Exercise details ▸
Please convert the lines below into a Markdown table with the columns Number and Text, numbering the rows in order and leaving out blank lines. Begin at the line that contains "Would you kindly put a point on the grassy" and stop after the line that contains "point(296, 772)".
----- Input for this task
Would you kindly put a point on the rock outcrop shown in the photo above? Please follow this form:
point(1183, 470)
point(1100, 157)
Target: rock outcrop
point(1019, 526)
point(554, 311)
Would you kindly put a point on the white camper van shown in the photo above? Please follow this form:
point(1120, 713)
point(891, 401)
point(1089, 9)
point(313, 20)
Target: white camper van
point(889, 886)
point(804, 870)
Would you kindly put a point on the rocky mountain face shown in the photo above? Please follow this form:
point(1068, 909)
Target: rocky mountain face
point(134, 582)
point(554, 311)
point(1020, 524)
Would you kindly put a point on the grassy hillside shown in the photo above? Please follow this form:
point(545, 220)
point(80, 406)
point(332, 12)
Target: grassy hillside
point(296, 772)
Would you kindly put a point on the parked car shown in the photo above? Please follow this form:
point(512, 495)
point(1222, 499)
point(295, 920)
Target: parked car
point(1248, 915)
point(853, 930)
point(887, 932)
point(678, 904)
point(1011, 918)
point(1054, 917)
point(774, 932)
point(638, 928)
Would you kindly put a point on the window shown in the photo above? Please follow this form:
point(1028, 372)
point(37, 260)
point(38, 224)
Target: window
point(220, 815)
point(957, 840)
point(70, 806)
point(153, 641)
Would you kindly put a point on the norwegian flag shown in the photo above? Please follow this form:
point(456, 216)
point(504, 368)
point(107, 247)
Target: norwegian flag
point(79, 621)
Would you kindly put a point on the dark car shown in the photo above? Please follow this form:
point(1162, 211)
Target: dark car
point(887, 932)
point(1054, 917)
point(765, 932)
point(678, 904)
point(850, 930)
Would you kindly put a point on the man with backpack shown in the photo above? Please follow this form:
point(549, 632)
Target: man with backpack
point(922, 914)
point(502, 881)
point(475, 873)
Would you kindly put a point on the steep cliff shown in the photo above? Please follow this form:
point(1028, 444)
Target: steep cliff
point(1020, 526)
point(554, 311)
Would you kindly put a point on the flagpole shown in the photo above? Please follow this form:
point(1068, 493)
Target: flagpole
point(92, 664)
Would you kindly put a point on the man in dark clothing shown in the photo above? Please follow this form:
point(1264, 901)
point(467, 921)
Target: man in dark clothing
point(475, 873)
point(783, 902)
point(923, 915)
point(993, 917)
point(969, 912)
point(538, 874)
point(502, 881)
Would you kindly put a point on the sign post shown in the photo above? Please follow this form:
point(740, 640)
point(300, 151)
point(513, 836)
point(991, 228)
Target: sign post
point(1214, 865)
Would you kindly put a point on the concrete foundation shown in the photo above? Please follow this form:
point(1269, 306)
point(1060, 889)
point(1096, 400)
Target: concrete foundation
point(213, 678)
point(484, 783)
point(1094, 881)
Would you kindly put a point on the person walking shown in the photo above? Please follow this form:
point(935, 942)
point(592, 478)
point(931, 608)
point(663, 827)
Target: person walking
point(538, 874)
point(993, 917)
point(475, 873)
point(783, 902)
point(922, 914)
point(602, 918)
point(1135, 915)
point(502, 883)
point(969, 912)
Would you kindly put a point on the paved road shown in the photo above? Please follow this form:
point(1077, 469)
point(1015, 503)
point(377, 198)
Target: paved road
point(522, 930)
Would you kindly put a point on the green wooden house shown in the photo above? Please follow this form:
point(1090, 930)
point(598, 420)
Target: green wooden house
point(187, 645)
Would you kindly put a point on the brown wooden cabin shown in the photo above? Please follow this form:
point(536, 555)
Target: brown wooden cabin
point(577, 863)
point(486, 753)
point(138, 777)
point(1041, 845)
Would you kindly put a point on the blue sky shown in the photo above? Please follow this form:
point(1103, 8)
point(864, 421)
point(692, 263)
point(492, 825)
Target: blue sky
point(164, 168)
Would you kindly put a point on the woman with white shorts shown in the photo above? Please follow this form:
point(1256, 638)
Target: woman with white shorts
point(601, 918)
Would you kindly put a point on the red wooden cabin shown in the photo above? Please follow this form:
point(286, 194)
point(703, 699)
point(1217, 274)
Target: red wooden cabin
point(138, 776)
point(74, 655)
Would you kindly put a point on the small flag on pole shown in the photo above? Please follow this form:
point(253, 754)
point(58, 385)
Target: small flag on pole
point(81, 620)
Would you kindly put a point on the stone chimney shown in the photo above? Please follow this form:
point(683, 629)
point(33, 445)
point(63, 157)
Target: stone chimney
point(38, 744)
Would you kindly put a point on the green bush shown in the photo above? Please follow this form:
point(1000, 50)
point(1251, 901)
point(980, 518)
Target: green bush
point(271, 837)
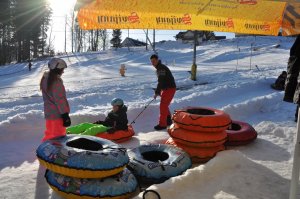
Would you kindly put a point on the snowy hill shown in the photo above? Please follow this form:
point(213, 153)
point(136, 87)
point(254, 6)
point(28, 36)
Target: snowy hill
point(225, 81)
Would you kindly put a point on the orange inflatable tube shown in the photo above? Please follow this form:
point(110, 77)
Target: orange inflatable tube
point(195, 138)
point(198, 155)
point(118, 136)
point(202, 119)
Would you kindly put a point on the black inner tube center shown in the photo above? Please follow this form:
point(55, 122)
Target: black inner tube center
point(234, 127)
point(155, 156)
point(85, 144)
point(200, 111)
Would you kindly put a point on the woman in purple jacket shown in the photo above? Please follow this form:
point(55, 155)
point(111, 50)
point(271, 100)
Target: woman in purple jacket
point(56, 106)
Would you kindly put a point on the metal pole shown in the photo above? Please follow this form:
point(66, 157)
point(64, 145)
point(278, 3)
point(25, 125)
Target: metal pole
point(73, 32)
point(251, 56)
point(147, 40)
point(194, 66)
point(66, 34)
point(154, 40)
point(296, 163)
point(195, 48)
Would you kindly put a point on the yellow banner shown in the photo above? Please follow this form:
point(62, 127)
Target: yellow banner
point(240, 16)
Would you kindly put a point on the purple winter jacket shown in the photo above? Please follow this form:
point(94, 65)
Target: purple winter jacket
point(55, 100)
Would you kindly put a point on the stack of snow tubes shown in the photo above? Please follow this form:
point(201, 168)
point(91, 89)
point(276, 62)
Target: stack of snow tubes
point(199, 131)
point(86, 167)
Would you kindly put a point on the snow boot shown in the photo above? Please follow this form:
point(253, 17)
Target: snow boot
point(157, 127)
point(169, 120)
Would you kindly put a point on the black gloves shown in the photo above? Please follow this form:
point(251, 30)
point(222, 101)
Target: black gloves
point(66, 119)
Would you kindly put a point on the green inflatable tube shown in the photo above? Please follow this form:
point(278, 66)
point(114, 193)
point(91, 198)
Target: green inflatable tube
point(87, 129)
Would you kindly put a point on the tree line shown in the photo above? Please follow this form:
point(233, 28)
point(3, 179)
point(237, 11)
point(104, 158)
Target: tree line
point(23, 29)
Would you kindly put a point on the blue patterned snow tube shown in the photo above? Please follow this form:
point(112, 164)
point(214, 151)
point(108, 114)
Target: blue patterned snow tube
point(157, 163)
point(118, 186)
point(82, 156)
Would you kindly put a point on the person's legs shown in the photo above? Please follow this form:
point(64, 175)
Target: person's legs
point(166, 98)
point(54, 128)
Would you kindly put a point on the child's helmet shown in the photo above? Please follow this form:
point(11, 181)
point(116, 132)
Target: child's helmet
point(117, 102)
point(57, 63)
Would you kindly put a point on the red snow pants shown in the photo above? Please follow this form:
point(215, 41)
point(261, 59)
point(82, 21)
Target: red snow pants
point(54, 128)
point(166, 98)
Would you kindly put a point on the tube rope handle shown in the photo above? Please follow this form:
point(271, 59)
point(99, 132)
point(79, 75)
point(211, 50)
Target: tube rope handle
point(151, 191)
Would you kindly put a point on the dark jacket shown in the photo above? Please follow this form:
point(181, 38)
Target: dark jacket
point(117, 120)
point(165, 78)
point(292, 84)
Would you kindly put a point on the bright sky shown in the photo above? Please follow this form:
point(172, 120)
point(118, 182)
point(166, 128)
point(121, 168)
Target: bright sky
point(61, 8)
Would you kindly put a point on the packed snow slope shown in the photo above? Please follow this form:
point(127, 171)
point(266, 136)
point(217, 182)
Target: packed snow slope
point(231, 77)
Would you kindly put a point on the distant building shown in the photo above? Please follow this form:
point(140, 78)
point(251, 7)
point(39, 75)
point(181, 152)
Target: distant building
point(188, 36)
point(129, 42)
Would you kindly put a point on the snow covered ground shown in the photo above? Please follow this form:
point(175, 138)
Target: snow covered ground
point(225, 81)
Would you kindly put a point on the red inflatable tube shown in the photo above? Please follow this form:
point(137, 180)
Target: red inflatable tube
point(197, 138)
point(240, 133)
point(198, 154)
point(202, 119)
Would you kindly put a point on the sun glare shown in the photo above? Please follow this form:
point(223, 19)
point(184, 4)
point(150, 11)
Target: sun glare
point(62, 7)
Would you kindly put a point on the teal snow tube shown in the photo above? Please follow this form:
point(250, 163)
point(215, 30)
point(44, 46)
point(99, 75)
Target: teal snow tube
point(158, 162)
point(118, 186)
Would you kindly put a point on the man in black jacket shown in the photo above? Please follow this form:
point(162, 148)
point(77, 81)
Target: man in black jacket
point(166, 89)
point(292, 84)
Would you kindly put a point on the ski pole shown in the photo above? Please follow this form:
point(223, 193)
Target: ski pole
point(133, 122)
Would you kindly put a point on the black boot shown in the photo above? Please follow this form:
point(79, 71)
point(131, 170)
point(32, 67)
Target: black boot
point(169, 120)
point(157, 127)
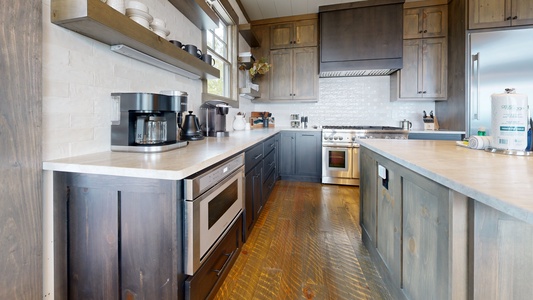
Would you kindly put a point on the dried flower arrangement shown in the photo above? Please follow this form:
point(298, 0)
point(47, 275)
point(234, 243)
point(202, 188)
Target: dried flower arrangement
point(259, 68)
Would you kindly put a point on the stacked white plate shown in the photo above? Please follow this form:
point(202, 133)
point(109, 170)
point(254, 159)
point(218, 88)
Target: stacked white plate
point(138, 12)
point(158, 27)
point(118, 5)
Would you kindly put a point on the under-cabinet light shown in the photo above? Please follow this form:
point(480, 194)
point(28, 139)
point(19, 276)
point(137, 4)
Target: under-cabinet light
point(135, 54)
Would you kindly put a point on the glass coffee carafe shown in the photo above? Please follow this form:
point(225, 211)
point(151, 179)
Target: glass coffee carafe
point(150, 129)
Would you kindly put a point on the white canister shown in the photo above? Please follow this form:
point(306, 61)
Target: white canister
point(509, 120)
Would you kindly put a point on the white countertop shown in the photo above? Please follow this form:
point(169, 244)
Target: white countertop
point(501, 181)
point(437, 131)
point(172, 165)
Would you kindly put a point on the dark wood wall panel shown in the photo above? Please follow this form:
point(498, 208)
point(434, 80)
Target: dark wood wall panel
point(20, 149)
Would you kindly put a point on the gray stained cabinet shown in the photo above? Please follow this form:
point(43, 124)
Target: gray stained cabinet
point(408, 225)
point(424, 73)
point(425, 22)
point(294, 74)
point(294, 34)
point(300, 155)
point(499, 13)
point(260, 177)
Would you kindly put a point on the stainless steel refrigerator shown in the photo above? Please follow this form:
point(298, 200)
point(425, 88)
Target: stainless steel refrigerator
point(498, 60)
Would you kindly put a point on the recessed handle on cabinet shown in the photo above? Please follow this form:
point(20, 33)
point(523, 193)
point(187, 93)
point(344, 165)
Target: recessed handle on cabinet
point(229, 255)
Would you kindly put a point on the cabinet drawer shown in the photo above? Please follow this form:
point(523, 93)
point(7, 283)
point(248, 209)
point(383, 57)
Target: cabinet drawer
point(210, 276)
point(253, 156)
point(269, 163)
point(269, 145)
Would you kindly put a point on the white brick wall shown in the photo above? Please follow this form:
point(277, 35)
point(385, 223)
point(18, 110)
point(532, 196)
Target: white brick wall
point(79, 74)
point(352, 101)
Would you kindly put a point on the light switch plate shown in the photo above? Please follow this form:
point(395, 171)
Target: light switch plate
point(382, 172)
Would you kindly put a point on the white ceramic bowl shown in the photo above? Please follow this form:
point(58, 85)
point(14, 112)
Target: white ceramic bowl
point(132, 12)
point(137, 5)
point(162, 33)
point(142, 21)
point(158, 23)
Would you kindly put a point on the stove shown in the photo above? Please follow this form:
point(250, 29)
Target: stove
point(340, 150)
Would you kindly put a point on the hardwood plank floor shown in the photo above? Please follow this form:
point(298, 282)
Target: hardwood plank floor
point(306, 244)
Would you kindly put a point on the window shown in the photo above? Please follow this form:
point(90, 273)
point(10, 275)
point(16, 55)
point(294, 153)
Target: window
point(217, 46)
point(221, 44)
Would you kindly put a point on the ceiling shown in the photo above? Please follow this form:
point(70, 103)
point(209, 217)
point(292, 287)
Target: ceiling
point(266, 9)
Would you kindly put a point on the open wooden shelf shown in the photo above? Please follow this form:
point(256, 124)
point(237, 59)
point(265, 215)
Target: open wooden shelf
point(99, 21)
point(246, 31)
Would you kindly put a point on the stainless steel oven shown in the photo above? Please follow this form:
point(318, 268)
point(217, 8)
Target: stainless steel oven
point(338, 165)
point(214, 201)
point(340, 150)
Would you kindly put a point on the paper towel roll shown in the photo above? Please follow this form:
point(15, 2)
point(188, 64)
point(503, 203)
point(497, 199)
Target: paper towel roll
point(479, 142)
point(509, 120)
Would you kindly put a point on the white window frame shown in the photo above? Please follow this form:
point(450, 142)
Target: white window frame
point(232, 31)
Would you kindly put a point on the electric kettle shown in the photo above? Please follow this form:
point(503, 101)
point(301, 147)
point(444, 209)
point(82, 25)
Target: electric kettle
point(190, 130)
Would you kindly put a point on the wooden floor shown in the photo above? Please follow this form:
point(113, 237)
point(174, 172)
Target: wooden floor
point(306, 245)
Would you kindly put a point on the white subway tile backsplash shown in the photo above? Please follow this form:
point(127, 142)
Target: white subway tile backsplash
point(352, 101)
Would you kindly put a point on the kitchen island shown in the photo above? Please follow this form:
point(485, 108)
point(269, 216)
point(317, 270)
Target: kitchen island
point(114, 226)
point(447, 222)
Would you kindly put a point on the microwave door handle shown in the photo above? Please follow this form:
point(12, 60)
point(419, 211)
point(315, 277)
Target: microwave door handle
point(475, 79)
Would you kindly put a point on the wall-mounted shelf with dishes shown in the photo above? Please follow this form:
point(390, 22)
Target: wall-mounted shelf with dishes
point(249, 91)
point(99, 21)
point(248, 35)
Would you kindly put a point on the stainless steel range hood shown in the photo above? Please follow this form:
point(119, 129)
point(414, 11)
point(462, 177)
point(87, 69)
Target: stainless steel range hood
----------
Answer to the task ▸
| Number | Text |
|---|---|
| 1 | Would you kindly put a point on the grassy hillside shown in the photo above? Please follow this form: |
| 2 | point(545, 220) |
| 3 | point(80, 406) |
| 4 | point(332, 12) |
| 5 | Target: grassy hillside |
| 6 | point(296, 772) |